• [Consigne A]: Pouvez-vous résumer en deux phrases le texte sur Sambo et sa concession à Zabré ?
• [Consigne B]: Pouvez-vous réécrire le passage du texte sur Sambo et sa concession à Zabré qui commence aux mots "Sambo avait la" et s'arrête après "une grande cour.", en renommant "secteur" en "quartier" ?
• [Consigne C]: Comment se poursuit le texte sur Sambo et sa concession à Zabré ? Rédigez la suite qui vient après sa dernière phrase.

• [Texte du document]:
#####

Sambo avait la cinquantaine. Il est néà Zabré, dans la même concession où il a été tué avec ses deux géniteurs. Son papa qui avait plus de 80 ans serait, selon une source, le doyen d'âge à Zabré. Le secteur 7 où ils sont installés est propice à l'activité d'élevage à cause de sa proximité avec un important barrage du village de Zourma. Le secteur est assez éloigné du centre-ville et il est frontalier avec les villages de Zourma et de Gon. Sambo était connu aussi bien comme agriculteur qu'éleveur. Autour de sa concession incendiée, des enclos de bétail côtoient ses champs de céréales. Sambo était également commerçant de bétail. Sa concession est presque isolée. Il est voisin à quatre concessions peulhs qui ont été toutes aussi incendiées après celle de Sambo. Les concessions bissa les plus près sont à 500m au moins de son domicile. C'est une grande cour.

#####

• [Informations fournies]:
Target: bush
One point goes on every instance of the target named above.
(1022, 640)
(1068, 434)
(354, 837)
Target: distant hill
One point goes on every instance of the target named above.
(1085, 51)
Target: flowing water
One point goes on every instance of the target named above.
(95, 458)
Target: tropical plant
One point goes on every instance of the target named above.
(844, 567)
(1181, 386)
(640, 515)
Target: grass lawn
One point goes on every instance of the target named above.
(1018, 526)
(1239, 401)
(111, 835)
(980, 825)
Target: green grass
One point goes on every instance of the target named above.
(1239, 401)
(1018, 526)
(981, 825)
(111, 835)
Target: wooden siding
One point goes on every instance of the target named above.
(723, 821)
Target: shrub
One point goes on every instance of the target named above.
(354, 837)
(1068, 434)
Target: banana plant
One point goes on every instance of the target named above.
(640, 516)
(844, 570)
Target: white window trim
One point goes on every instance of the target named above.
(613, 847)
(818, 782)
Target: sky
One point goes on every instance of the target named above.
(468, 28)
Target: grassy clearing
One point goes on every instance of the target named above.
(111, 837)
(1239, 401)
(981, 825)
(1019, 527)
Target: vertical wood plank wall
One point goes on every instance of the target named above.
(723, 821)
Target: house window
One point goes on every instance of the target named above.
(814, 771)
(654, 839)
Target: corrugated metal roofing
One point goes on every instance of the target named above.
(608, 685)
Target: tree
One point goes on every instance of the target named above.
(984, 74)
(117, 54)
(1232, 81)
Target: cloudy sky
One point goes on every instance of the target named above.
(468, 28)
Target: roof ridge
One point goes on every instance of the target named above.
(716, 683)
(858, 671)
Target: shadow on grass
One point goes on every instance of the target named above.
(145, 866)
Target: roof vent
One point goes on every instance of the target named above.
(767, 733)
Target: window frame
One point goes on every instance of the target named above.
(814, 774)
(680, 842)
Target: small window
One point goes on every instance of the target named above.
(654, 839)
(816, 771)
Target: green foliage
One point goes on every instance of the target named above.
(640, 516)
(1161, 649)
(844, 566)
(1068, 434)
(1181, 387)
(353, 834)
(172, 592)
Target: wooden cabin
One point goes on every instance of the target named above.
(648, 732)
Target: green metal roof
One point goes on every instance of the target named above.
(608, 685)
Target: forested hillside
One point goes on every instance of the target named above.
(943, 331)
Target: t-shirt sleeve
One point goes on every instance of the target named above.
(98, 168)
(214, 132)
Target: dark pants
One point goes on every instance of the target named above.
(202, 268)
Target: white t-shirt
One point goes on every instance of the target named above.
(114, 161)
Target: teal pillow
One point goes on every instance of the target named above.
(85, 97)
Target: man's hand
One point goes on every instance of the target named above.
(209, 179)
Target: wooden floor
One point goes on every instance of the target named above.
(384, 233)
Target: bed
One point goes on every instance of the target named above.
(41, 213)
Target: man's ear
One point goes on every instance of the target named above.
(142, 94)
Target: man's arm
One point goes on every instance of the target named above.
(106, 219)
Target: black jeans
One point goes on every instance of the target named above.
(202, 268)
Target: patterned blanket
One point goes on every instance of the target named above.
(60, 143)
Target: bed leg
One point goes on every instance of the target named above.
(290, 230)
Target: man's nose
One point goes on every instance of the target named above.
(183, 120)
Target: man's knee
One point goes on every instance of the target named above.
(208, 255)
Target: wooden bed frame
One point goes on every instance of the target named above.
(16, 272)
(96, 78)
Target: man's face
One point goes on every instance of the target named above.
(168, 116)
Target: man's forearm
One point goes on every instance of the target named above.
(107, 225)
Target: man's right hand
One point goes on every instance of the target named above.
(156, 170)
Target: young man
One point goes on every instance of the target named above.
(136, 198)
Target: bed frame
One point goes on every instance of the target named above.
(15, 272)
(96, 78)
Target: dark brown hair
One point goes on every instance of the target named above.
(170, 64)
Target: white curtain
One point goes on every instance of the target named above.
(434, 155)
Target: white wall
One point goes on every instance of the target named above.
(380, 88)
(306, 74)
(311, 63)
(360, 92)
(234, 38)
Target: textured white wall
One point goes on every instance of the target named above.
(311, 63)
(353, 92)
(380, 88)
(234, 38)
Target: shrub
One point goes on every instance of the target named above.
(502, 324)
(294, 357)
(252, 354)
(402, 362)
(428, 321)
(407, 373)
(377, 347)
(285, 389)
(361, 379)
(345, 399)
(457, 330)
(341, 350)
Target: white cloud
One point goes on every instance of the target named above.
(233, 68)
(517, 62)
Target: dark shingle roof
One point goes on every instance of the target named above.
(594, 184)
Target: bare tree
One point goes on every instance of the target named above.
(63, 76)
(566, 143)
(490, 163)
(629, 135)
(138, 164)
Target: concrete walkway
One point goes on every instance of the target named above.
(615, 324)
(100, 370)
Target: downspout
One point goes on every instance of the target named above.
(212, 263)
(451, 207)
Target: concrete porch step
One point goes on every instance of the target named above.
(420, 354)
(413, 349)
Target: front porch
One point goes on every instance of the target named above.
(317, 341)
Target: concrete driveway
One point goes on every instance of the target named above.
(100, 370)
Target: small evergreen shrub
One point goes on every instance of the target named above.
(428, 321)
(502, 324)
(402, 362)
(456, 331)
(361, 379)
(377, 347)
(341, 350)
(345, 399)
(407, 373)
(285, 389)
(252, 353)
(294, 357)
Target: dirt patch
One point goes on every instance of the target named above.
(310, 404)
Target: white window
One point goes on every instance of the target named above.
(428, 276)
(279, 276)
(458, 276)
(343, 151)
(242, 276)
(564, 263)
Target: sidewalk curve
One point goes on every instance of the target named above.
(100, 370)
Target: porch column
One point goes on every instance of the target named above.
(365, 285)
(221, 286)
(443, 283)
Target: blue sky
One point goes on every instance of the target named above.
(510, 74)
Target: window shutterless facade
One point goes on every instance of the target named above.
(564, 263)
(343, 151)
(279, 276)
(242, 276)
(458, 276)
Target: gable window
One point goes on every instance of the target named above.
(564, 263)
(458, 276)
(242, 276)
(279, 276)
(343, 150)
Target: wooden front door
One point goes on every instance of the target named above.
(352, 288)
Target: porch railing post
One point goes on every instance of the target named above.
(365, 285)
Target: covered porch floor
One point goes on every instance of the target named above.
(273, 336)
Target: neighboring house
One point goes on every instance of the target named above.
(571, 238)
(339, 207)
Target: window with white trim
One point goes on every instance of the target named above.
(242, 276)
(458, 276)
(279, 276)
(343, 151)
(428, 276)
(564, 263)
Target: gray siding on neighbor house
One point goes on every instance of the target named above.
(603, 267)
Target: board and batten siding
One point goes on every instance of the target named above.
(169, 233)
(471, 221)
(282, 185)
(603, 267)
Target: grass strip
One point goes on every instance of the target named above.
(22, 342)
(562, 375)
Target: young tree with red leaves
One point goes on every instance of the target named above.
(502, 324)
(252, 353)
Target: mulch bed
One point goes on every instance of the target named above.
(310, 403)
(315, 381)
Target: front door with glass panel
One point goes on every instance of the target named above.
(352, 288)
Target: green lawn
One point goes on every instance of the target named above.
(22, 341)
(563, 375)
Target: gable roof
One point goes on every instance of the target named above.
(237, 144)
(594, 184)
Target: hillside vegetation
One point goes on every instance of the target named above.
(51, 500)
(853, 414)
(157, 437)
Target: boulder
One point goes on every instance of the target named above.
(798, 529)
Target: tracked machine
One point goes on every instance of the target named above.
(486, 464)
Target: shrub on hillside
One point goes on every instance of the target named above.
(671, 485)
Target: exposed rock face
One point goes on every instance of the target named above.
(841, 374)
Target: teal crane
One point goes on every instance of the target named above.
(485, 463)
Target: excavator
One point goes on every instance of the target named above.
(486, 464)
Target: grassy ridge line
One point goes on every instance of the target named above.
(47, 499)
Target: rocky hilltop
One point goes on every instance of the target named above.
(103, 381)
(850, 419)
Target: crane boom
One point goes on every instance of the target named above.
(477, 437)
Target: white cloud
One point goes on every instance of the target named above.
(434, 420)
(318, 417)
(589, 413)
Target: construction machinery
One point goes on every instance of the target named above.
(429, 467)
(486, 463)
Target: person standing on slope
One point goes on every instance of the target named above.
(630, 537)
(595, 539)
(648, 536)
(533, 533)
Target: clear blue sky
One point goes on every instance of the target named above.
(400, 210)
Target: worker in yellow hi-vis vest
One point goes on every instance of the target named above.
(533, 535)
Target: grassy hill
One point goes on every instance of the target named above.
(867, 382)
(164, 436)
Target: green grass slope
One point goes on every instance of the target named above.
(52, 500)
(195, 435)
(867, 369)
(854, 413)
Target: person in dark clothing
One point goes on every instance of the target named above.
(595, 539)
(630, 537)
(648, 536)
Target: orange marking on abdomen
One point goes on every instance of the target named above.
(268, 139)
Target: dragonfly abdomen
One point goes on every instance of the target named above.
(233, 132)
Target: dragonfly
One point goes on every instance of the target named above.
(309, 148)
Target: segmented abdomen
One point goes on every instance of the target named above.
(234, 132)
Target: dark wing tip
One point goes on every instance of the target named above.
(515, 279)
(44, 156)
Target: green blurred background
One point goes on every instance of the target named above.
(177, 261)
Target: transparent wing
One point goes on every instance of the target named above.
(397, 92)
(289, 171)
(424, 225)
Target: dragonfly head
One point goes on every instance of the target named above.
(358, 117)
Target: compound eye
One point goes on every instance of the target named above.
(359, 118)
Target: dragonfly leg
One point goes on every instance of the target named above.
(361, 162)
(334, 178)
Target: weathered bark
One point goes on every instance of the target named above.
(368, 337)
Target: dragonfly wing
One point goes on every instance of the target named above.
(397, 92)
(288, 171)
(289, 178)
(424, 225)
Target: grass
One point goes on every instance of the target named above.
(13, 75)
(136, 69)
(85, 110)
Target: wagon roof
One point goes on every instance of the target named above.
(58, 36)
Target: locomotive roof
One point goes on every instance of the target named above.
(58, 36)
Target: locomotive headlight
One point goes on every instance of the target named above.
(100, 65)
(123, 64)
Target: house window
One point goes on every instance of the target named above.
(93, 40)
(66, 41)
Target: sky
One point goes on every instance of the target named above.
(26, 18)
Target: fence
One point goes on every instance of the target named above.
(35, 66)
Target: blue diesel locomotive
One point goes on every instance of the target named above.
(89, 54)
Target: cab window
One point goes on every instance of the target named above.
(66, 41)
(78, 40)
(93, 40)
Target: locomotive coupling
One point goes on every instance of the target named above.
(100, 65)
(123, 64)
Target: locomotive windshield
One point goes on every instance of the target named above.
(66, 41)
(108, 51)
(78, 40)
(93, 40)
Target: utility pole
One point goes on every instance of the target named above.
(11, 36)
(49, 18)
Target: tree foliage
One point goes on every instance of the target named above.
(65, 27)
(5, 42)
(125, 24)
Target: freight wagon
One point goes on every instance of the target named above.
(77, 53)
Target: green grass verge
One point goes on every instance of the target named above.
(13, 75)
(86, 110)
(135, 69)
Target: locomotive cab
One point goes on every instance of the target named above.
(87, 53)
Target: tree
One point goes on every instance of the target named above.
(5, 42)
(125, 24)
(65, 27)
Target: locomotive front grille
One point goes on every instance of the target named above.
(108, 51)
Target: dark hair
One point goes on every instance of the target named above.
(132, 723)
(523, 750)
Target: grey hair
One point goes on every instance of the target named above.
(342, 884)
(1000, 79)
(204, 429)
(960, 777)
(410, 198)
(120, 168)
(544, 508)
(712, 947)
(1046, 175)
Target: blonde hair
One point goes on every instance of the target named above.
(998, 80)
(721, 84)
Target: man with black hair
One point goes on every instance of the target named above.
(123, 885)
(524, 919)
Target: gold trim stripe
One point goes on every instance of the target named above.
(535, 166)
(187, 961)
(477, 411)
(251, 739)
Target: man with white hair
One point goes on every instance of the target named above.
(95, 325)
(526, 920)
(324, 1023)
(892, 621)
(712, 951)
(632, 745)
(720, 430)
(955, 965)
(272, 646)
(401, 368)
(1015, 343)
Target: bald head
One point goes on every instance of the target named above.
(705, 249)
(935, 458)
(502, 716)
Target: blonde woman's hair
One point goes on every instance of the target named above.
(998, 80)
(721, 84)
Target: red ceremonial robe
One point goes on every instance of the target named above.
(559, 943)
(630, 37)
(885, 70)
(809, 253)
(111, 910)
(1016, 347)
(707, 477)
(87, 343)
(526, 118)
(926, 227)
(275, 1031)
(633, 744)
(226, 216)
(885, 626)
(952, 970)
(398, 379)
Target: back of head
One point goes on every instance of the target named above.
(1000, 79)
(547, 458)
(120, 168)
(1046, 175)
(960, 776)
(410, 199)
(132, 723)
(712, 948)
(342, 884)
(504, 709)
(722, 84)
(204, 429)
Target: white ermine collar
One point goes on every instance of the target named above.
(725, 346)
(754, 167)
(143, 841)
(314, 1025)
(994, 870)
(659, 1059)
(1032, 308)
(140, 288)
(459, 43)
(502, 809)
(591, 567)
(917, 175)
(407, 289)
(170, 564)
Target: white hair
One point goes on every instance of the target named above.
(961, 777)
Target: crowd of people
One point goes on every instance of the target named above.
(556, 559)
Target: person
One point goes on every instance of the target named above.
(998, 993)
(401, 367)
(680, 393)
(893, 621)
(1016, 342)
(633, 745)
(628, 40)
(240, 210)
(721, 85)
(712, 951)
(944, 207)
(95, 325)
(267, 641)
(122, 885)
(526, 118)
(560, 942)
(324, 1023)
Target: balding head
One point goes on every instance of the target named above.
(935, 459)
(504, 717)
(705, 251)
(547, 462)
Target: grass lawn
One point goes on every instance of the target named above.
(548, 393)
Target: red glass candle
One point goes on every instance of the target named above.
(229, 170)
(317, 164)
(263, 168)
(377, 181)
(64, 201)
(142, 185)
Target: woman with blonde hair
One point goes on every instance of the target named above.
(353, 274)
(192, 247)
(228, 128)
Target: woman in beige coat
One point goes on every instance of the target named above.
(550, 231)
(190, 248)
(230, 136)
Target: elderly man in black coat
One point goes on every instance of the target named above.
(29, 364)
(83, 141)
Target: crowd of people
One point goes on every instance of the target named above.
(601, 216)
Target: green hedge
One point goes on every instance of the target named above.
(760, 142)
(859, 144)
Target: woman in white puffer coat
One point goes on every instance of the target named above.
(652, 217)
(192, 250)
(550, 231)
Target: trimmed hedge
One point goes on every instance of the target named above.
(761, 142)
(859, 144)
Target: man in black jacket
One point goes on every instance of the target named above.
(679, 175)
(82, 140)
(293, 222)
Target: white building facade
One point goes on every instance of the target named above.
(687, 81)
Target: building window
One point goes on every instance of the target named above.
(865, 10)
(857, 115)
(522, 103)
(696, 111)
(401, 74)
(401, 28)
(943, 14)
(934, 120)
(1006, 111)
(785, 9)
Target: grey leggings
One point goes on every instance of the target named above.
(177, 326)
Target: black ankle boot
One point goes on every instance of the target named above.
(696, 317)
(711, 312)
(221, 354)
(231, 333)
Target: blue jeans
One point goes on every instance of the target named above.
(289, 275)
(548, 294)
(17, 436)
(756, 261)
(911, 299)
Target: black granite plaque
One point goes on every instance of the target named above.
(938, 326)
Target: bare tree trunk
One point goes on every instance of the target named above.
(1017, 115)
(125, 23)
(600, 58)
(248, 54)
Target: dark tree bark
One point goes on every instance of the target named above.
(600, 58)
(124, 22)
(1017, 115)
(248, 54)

#####

• [Production attendue A]: Sambo, qui avait la cinquantaine, est né à Zabré dans la concession où il a été tué avec ses deux parents, dans le secteur 7, éloigné du centre-ville et propice à l'élevage. Connu comme agriculteur, éleveur et commerçant de bétail, il vivait dans une grande cour presque isolée, voisine de quatre concessions peulhs toutes incendiées après la sienne.

• [Production attendue B]:
Sambo avait la cinquantaine. Il est néà Zabré, dans la même concession où il a été tué avec ses deux géniteurs. Son papa qui avait plus de 80 ans serait, selon une source, le doyen d'âge à Zabré. Le quartier 7 où ils sont installés est propice à l'activité d'élevage à cause de sa proximité avec un important barrage du village de Zourma. Le quartier est assez éloigné du centre-ville et il est frontalier avec les villages de Zourma et de Gon. Sambo était connu aussi bien comme agriculteur qu'éleveur. Autour de sa concession incendiée, des enclos de bétail côtoient ses champs de céréales. Sambo était également commerçant de bétail. Sa concession est presque isolée. Il est voisin à quatre concessions peulhs qui ont été toutes aussi incendiées après celle de Sambo. Les concessions bissa les plus près sont à 500m au moins de son domicile. C'est une grande cour.

• [Production attendue C]:
Après le passage des flammes qui ont tout ravagé dans la cour, nous avons compté deux cases rondes et onze maisons en tôle dont certaines sont en dur et d'autres en banco. Comme matériel qu'on a pu constater, c'est d'abord son véhicule 4X4 posé au milieu de la cour, consumé jusqu'à la carrosserie par les flammes. C'est à côté de son véhicule que Sambo est tombé. Une partie de son corps a été brûlé (les membres inférieurs jusqu'au niveau de la ceinture) de même que sa nièce aussi a brûlée en partie. On voit aussi dans la cour, de nombreux cycles brûlés. Il semble que ces vélos paniers lui étaient régulièrement envoyés par son frère qui vit en Italie et Sambo les plaçait chez des commerçants pour vendre. Sambo vivait avec une famille nombreuse.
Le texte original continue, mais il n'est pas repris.